# Start of Records for this exercise

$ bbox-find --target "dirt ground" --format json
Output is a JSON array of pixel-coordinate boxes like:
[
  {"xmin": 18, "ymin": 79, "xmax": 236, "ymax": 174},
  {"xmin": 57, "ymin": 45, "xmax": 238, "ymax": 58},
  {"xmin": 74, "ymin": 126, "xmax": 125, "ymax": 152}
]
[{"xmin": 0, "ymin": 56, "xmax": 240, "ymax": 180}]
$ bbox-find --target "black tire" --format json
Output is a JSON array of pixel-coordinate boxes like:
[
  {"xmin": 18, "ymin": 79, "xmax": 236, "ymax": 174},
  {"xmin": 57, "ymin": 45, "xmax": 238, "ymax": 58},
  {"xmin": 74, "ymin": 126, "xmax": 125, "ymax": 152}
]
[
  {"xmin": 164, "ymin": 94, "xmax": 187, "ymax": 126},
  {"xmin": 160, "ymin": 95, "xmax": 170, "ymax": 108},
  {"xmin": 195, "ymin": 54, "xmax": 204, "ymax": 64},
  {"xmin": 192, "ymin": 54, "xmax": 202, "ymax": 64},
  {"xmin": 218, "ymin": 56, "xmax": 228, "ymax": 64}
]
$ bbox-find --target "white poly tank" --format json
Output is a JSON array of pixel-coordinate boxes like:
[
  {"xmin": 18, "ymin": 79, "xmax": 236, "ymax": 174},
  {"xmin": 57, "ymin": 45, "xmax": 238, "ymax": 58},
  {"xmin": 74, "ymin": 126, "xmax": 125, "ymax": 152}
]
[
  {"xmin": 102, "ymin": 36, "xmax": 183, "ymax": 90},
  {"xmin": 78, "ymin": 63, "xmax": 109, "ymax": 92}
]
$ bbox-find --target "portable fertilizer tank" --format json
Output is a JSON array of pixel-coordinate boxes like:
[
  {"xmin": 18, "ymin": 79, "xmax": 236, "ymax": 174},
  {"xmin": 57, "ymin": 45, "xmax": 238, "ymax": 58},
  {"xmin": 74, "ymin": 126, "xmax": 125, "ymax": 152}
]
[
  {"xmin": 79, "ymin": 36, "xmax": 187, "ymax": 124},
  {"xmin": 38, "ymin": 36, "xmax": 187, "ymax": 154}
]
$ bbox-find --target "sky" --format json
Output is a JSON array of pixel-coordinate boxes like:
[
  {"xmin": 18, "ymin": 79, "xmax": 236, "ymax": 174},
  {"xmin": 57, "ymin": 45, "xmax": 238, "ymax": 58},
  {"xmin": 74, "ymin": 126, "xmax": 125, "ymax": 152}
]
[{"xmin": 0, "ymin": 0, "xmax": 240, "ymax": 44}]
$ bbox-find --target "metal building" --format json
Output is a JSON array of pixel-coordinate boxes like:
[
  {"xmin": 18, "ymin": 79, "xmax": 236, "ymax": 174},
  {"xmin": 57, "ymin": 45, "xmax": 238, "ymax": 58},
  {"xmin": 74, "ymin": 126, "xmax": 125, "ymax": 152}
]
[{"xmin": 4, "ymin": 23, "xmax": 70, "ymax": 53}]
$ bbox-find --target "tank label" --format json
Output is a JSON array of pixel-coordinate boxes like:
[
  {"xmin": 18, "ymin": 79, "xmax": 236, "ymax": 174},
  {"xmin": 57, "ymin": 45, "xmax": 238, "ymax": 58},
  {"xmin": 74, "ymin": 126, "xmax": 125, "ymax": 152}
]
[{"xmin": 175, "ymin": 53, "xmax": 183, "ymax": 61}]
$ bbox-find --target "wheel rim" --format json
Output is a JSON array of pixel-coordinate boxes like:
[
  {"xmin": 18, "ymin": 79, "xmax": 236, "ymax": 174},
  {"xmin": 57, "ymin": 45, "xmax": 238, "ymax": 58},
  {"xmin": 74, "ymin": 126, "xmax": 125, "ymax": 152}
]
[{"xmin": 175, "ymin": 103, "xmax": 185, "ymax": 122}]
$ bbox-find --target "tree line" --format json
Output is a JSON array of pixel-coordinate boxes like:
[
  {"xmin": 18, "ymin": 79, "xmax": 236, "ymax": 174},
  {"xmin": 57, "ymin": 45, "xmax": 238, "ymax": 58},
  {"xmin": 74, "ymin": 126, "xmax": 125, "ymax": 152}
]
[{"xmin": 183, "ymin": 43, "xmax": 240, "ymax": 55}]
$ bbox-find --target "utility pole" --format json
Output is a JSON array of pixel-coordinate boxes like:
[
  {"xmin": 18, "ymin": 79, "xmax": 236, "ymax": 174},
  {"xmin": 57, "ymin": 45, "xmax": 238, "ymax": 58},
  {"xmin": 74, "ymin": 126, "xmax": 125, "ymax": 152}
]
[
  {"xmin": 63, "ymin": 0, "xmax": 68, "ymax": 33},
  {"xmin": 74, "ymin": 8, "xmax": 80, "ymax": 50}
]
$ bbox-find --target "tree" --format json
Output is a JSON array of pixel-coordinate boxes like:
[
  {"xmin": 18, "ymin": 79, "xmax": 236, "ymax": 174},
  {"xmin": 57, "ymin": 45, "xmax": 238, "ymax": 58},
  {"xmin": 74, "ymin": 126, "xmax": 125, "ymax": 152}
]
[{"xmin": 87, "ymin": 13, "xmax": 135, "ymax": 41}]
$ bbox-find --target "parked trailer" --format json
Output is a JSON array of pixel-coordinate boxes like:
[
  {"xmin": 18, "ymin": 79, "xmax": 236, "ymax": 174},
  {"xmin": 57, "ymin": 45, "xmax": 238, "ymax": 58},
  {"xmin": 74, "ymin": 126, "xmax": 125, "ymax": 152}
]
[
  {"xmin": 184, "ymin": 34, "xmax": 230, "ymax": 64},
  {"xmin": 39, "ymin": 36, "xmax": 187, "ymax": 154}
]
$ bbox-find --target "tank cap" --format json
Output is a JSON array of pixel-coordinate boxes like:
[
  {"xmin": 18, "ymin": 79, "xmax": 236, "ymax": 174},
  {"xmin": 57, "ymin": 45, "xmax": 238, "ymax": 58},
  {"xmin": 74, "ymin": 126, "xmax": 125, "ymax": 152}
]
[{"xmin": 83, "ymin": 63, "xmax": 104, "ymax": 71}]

# End of Records for this exercise

Request
How many lines in the material above contain the string "tree"? Reply with the number alone.

Output below
2